* [原文]:
((

そのホトトギスの声でいきなり起こされて、この時間に書き込むわたしです。
不如帰・杜鵑・時鳥・子規・郭公・・・
牧野博士の気持ちもよくわかりますが、最近はどちらもステキ、と思ったりします。

それにしても字面のイメージが全て違います。
・不如帰・・・悲恋の物語。(泣いて血を吐く)
・杜鵑・・・月下の剣士。(杜鵑一声など)
・時鳥・・・芝居の可哀想な腰元。(時鳥殺し)
・子規・・・俳句をひねらぬといかんぞな。
カッコウもカッコー表示がありますし、ニホンゴはやっぱり難しいですね。
・カッコウ・・・宮沢賢治風。
・カッコー・・・ジャック・ニコルソン。「カッコーの巣の上で」

どちらにしろ、もう一度寝直します。
Posted by 遊行七恵 at 2009年06月25日 05:07
◆幽黙さん
 ♪ブッポウソウ〜と鳴かないあの鳥を何故「仏法僧」だと
思ったのか…、そこの所が疑問です。 
コノハズク(声のブッポウソウ)が鳴くのは夜で、その時
昼間の鳥で黒っぽい仏法僧の姿は見えない筈なのに…。

 鶯と目白は、結構間違えていたんじゃないでしょうか〜?
鶯って目白が派手に動き回っている場所の直ぐ近くの藪の中で
囀りますし、実際の鶯はほんのり緑かなぁという薄茶色で目立ち
ませんものね。 ただメジロの囀りも可愛いい声で特徴もあって
分かりやすいので、きちんと区別していた人は今よりは多かったかな〜
Posted by 山桜 at 2009年06月25日 17:27
◆とくさん
 以前、ホトトギスの鳴き声は、蹴落とされた鶯の子の
未だ上手く鳴けない時の声に似ているようで、ちょっと
祟りのような…なんてことを書きました。

))

* [課題]:
次の(a)〜(c)が上の原文の内容と合っているかを判断してください。それぞれ「はい」か「いいえ」で答え、根拠となる原文の語句をそのまま引用すること。
(a) 書き手はホトトギスの声で起こされた。
(b) 「杜鵑」の字面は悲恋の物語を思わせるとされている。
(c) コノハズクが鳴くのは昼間だと書かれている。

* [データ]:
((

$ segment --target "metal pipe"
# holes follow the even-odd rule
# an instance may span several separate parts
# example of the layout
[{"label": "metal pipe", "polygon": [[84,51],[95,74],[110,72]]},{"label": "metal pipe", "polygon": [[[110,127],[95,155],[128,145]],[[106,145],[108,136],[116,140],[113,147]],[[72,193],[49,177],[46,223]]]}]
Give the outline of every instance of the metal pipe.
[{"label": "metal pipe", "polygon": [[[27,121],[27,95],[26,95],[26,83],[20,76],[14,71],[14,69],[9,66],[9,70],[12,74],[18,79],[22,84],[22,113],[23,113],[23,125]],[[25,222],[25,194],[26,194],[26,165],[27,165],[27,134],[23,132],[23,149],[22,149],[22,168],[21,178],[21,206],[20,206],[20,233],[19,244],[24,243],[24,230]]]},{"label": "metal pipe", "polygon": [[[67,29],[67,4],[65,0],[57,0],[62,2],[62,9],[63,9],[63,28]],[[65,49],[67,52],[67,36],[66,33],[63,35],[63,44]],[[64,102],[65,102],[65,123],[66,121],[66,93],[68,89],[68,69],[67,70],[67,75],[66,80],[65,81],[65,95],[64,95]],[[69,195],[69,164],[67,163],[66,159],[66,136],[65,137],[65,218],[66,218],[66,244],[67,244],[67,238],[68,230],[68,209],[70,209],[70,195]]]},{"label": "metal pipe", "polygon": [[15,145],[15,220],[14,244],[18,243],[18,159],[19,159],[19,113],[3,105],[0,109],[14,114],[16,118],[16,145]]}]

))
((

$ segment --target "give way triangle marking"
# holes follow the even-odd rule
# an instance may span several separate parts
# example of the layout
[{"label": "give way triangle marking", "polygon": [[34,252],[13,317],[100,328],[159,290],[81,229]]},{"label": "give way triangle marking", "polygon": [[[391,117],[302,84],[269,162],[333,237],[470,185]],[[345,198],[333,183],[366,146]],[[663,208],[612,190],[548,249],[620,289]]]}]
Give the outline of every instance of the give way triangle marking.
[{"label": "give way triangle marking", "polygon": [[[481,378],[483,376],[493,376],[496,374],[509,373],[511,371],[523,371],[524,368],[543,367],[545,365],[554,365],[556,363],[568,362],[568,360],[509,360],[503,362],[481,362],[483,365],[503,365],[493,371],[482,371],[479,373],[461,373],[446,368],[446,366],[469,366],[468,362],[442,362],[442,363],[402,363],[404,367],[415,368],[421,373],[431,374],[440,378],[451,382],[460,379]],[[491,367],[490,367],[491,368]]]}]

))

* [解答]:
(a) はい。「そのホトトギスの声でいきなり起こされて」
(b) いいえ。「杜鵑・・・月下の剣士。」
(c) いいえ。「コノハズク(声のブッポウソウ)が鳴くのは夜で」